• [Provided entries]
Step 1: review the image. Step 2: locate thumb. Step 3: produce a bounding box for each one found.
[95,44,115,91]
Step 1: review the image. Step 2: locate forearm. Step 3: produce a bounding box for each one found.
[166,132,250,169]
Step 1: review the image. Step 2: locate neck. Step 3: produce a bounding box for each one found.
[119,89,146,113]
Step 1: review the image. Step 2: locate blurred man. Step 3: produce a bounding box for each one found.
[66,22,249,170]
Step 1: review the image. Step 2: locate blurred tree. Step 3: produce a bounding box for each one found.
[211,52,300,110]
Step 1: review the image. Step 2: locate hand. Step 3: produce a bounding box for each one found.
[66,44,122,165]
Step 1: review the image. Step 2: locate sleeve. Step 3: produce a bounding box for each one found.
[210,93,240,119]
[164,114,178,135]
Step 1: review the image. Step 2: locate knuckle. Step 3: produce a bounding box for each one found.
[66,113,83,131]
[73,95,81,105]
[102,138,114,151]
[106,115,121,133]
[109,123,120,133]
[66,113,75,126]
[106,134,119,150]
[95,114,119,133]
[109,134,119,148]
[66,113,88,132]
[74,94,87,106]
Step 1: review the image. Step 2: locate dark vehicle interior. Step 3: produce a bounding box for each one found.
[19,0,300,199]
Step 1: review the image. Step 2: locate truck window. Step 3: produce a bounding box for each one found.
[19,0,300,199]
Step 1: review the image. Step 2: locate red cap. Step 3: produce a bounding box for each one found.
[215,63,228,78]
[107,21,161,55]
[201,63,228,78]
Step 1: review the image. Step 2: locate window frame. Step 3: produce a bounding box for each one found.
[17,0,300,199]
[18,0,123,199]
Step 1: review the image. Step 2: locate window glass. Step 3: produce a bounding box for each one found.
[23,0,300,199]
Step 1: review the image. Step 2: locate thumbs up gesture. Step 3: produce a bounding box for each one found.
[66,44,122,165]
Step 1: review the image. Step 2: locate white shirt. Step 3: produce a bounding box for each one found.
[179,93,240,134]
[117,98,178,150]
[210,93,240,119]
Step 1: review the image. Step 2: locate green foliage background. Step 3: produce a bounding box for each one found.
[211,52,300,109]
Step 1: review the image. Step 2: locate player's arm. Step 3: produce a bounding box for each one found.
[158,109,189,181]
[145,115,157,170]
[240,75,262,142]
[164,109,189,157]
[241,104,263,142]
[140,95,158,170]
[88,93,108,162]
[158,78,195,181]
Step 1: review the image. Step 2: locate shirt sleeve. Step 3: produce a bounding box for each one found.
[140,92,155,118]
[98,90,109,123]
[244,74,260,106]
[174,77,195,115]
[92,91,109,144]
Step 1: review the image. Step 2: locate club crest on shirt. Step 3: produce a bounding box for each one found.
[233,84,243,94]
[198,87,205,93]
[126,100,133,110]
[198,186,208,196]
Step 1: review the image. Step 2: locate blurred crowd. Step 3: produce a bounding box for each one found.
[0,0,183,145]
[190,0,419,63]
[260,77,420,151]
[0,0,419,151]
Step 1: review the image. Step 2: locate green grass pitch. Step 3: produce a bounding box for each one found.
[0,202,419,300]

• [Problem] Transcribe the data word for word.

• [The answer]
Step 1: review the image. Step 2: locate thumb. Step 3: produce a bounding box for each one found.
[95,44,115,91]
Step 1: review the image. Step 2: locate forearm. Step 3: produce a bounding box for each one found.
[166,132,250,169]
Step 1: review the image. Step 2: locate neck. Step 3: produce a bounding box for each one found.
[119,89,146,113]
Step 1: review the image. Step 2: locate blurred man. Step 3: produce a bounding box for each one found.
[66,22,249,170]
Step 1: review the image. Step 2: locate blurred tree. Step 3: produce a bounding box for each one found.
[211,52,300,110]
Step 1: review the image. Step 2: locate hand. Step 3: produce a bounding box for each one found.
[66,44,122,165]
Step 1: review the image. Step 2: locate sleeve. Step 3: produce a bounding box for each one found.
[210,93,240,119]
[164,114,178,135]
Step 1: review the image. Step 2: locate knuckle. Step 3: produce a bounding box for each one found.
[66,113,83,131]
[73,95,81,105]
[102,138,114,151]
[106,115,121,133]
[109,123,120,133]
[66,113,75,126]
[106,134,119,150]
[95,114,119,133]
[109,134,119,148]
[66,113,88,132]
[74,94,87,106]
Step 1: review the image. Step 2: locate dark vehicle interior. Step 3: produce a bounding box for each one found.
[19,0,300,199]
Step 1: review the image. Step 2: locate truck window. Step 3: produce a bounding box for each one found.
[19,0,300,199]
Step 1: review the image. Step 2: locate red cap. Step 3: produce a bounding box for each one found.
[215,63,228,78]
[107,21,161,55]
[201,63,228,78]
Step 1: review the image. Step 2: locate window frame. Step 3: produce a bounding box for each one found.
[17,0,300,199]
[18,0,123,199]
Step 1: review the image. Step 2: locate window glass. Step 3: produce a bounding box for each one found.
[23,0,300,199]
Step 1: review the image. Step 2: locate thumbs up gesture. Step 3: produce a bounding box for each one found.
[66,44,122,165]
Step 1: review the image. Step 2: locate white shirt. Step 3: produce a bounding box for each one found.
[179,93,240,134]
[117,98,178,150]
[210,93,240,119]
Step 1: review the image. Step 2: locate green foliage background. Step 3: produce a bounding box for each one found.
[211,52,300,109]
Step 1: review the image. Step 2: locate player's arm. Step 3: produce a bounding box for each one found.
[158,109,189,181]
[145,115,157,170]
[240,75,262,142]
[164,109,189,157]
[241,104,263,142]
[140,95,158,170]
[88,93,108,162]
[158,78,195,181]
Step 1: review the image. Step 2: locate shirt sleeve. Step 3: produce a bounding box for each one found.
[140,92,155,118]
[98,90,109,123]
[244,74,260,106]
[174,77,195,115]
[92,91,109,144]
Step 1: review the image. Step 2: locate club crest on shirt. Step 3: produce a bounding box for each one found.
[233,84,243,94]
[198,87,205,93]
[126,100,133,110]
[198,186,208,196]
Step 1: review the image. Step 2: locate blurred crowd. Step 3: produce a bounding box for each one found.
[0,0,183,145]
[190,0,419,63]
[260,77,420,151]
[0,0,419,151]
Step 1: review the image. Step 2: locate green grass pitch. Step 3: produce a bounding box for each one found.
[0,202,419,300]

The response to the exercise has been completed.